> _Working data_

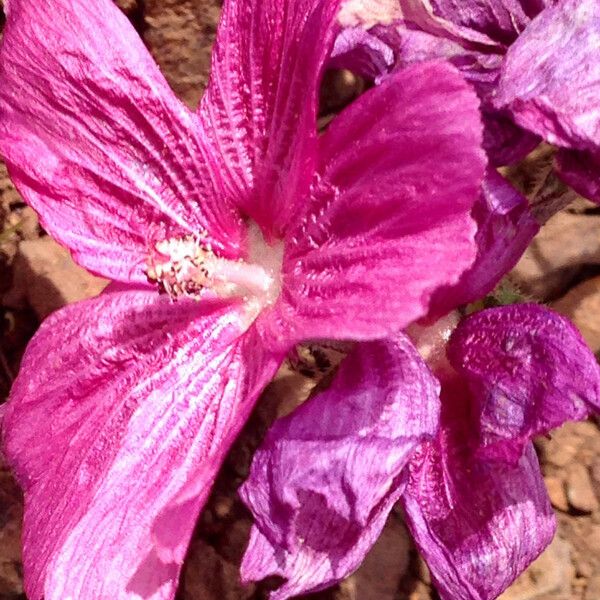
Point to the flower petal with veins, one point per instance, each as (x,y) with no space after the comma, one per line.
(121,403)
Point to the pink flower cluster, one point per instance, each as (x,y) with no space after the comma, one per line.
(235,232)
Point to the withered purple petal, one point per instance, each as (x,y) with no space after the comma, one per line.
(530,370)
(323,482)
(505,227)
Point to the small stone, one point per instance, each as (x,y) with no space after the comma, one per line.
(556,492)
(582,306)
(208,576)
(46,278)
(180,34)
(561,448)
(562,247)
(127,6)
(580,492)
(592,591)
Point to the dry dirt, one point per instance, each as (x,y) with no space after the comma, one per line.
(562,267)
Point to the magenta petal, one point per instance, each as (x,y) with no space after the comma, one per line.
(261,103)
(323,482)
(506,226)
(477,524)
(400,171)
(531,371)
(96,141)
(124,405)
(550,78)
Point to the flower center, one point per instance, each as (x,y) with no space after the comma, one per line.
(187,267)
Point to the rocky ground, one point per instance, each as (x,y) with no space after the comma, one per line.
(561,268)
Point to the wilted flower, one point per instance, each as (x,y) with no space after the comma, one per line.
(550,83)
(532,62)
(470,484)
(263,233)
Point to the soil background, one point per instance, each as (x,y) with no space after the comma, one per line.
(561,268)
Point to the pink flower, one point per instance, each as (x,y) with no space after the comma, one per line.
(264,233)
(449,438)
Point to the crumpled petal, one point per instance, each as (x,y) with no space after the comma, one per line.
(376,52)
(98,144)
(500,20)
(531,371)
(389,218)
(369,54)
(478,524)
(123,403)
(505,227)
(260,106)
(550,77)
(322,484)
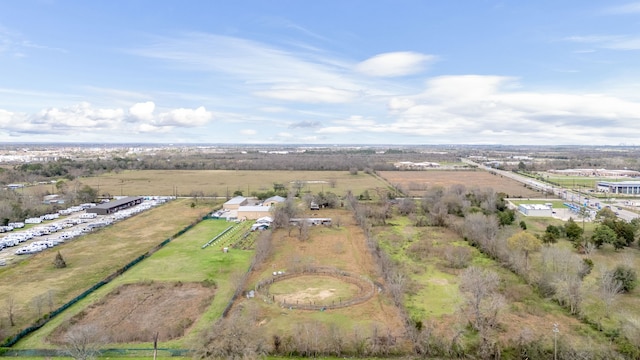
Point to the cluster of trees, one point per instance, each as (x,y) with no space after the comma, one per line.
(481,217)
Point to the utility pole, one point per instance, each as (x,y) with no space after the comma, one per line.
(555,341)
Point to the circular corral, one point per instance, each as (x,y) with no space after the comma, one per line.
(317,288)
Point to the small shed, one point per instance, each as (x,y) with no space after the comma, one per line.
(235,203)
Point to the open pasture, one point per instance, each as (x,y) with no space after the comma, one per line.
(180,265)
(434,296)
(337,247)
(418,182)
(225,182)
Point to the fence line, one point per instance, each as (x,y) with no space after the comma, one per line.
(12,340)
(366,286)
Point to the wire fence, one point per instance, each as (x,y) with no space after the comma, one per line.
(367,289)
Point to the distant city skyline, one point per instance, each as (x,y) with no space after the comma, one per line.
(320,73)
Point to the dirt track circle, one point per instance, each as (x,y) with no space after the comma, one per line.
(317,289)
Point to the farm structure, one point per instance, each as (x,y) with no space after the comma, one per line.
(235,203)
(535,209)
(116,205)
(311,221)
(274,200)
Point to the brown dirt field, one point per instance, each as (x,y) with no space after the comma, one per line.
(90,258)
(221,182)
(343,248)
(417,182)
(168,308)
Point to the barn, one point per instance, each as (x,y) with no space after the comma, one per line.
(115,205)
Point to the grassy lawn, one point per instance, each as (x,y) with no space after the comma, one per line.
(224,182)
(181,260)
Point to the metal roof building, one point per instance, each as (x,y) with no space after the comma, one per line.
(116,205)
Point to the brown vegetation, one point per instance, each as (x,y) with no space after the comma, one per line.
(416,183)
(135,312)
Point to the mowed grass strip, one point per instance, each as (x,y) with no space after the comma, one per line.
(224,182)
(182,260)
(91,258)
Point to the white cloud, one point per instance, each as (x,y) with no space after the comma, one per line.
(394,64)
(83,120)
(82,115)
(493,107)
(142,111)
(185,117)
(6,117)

> _Description of the task_
Without the pictures, repeat the listing above exactly.

> _Expected answer_
Point to the flower petal with veins, one point per instance, each as (x,y) with no space after the comma, one per line.
(121,403)
Point to the pink flower cluster, one point per instance, each as (x,y) with no space after the comma, one per line.
(235,232)
Point to the withered purple petal, one point per instance, each as (x,y) with no space after the comma, one per line.
(530,370)
(323,482)
(505,227)
Point to the small stone, one point per instance, each as (x,y) with no space after the comma, one per line.
(556,492)
(582,306)
(208,576)
(46,278)
(180,34)
(561,448)
(562,247)
(127,6)
(580,492)
(592,591)
Point to the dry dirt, one point per instance, each as (x,y) with no space after the comma, one per line.
(562,267)
Point to the magenta petal, one point per instance, each as (x,y) with no space after the comma, one per line.
(261,103)
(323,482)
(506,226)
(477,524)
(400,171)
(531,371)
(96,141)
(124,405)
(550,78)
Point to the flower center, one point per instance, each as (x,y) with no space after the comma, one per line.
(187,267)
Point to the rocky ground, one point per instance, each as (x,y) with no space after the comma, one per line.
(561,268)
Point to the wilted flower, one point per instance, each as (x,y) with no space after the comma, one per line.
(550,83)
(532,62)
(470,484)
(263,233)
Point to the soil background, one point per instance, each as (x,y) with no space after the comma, one per line.
(561,268)
Point to the pink flower, one point per instance, each as (x,y) with no space after the comma, one per line.
(264,233)
(449,438)
Point to the crumpled petal, one point per instance, each as (x,y) with no space after the comma, one per line.
(376,52)
(98,144)
(500,20)
(531,371)
(389,218)
(369,54)
(478,524)
(123,403)
(505,227)
(260,106)
(550,77)
(322,484)
Point to the cluster of trees, one point per instance, each as (x,y) with no space after the comma, one per line.
(481,217)
Point to the utility pole, one point per instance, each as (x,y) with no space after the comma, one per line.
(555,341)
Point to the circular corral, one point per instance, each as (x,y) with no space after the comma, one per line.
(317,288)
Point to the small shed, one point per instance, each as (x,y) with no space after the comma, one per line.
(235,203)
Point to the open pasture, one point per instance, each as (x,y) with no space after the comma, one per line.
(180,265)
(434,296)
(337,247)
(418,182)
(225,182)
Point to the fence line, one point per instance, each as (x,y) with no space after the comma, one per line.
(12,340)
(366,286)
Point to the wire fence, one point per instance, each as (x,y) with no space after the comma, one per line.
(367,289)
Point to the distant city skyline, one point per instance, each as (x,y) with no space after the comma, one per line.
(320,73)
Point to the dirt track circle, one point per instance, each as (x,y) with no space after the comma, one per line.
(317,289)
Point to the farm structure, one point per instance, each as (x,y) with no space after the comma, one per line.
(235,203)
(535,209)
(116,205)
(311,221)
(274,200)
Point to the brown dirt field, one point per instance, each as (x,y) with no space after the comma, one per line.
(90,258)
(221,182)
(343,248)
(417,182)
(168,308)
Point to the barn, one point per instance, each as (x,y) with no space after the comma, one per line.
(115,205)
Point to the grassy lawn, one point per instance, each as (x,y) with no space after the comma, one per line.
(224,182)
(181,260)
Point to the metal roof building, one point per instance, each as (x,y) with no space after the comma, one per line.
(116,205)
Point to the brown vegetation, one point per instance, each as (x,y) with no space after the comma, one per line.
(416,183)
(135,312)
Point to the mowed grass strip, one point per instance, each as (x,y) with no space after the comma, one per line.
(224,182)
(182,260)
(91,258)
Point to the white cloud, one point per instance, each as (x,y) with no space after the comma, one per line.
(394,64)
(83,120)
(82,115)
(493,107)
(142,111)
(185,117)
(6,117)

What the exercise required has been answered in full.